**Что нужно сделать**
Переведите на английский язык предложение из текста о войне в Испании: «Власть в Каталонии принадлежала анархистам, и революция по-прежнему была в разгаре».

**Фрагмент текста**
________

Когда мы выходили, он прошел через всю комнату и крепко пожал мне руку. Удивительно, какое чувство близости можно испытывать к незнакомцу! Словно наши души, мгновенно преодолев языковые и национальные барьеры, установили тесную близость. Надеюсь, я ему тоже понравился. Но мне было понятно: чтобы удержать первое впечатление, я не должен его видеть снова. Стоит ли говорить, что мы больше никогда не встречались. Такие краткие встречи типичны для Испании.
Я упомянул этого ополченца, потому что он особенно живо запечатлелся в моей памяти. Его потрепанная форма, страстное, трагическое лицо олицетворяют для меня характерную атмосферу того военного времени. Этот образ связывает мои воспоминания о том этапе войны – красные флаги на улицах Барселоны; мрачные, медленно ползущие поезда, набитые солдатами в поношенных униформах; серые, разрушенные войной города вблизи линии фронта; утопающие в грязи и холодные как лед окопы в горах.
Эта встреча состоялась в конце декабря 1936 года, с тех пор прошло меньше семи месяцев, но кажется, она была в другой жизни. Последующие события изгладили из памяти то время больше, чем, к примеру, 1935 год или 1905-й. Я приехал в Испанию всего лишь с целью писать обзоры в газету, но почти сразу же вступил в ополчение: в обстановке того времени это казалось единственно возможным поступком. Власть в Каталонии принадлежала анархистам, и революция по-прежнему была в разгаре. Тем, кто находился здесь с самого начала, могло показаться, даже в декабре или в январе, что революционный период заканчивается, но человека, только что приехавшего из Англии, вид Барселоны потрясал и ошеломлял.

________

**Записи данных**
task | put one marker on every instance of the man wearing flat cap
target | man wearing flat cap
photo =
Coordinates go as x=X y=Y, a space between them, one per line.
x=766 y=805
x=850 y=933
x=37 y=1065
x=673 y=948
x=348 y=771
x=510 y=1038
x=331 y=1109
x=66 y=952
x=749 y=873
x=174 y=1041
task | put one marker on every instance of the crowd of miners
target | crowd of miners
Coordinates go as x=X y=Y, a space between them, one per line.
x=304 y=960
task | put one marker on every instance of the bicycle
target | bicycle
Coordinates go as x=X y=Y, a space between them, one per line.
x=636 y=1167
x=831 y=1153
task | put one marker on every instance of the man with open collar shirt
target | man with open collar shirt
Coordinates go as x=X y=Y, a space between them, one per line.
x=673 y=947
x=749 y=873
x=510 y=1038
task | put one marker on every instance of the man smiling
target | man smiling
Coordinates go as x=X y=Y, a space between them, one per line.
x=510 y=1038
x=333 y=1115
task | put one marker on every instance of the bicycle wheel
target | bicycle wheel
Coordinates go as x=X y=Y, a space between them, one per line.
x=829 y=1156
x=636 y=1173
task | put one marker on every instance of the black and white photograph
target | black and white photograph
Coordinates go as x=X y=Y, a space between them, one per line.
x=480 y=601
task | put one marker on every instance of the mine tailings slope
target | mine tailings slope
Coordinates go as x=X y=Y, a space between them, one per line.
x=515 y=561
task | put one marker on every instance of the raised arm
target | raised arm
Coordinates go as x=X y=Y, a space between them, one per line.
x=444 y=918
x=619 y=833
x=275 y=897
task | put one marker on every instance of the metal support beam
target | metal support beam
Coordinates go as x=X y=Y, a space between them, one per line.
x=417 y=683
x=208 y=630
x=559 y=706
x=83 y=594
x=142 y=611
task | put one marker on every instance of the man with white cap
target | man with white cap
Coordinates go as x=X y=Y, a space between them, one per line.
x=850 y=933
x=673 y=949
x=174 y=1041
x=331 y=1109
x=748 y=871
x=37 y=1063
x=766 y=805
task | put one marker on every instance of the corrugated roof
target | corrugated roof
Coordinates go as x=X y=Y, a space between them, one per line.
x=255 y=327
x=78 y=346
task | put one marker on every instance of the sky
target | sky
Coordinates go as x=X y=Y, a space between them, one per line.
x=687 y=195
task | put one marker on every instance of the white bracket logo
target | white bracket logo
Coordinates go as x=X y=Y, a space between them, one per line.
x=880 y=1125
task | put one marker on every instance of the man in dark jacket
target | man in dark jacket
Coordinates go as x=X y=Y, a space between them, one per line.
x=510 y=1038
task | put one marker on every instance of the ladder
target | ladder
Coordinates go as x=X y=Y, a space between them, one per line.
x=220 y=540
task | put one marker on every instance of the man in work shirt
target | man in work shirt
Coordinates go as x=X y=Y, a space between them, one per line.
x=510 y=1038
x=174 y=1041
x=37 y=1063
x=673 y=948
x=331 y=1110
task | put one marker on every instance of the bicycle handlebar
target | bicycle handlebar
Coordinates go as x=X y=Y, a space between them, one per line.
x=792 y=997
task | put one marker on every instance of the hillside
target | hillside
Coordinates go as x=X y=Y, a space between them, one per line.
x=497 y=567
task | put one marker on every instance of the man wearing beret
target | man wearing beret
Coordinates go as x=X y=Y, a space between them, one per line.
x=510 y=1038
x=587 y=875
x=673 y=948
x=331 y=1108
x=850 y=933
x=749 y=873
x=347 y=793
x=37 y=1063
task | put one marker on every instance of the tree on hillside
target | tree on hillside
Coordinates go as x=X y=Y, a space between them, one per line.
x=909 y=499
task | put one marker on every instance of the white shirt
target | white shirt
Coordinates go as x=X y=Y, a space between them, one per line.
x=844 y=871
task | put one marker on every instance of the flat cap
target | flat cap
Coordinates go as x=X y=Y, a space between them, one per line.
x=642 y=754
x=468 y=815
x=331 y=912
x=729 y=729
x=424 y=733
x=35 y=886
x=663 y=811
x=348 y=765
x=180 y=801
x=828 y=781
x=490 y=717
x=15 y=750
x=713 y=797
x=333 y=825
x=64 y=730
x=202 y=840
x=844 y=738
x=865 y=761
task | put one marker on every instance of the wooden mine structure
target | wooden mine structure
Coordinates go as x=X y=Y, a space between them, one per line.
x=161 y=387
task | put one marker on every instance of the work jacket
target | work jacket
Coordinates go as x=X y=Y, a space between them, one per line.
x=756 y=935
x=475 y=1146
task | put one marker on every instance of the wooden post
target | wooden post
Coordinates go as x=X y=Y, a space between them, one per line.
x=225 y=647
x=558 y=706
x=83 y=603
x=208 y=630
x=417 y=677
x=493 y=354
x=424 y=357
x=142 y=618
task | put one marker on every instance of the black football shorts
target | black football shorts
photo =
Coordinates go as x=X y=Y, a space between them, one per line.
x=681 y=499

________

**Результат выполнения**
Power in Catalonia belonged to the anarchists, and the revolution was still in full swing.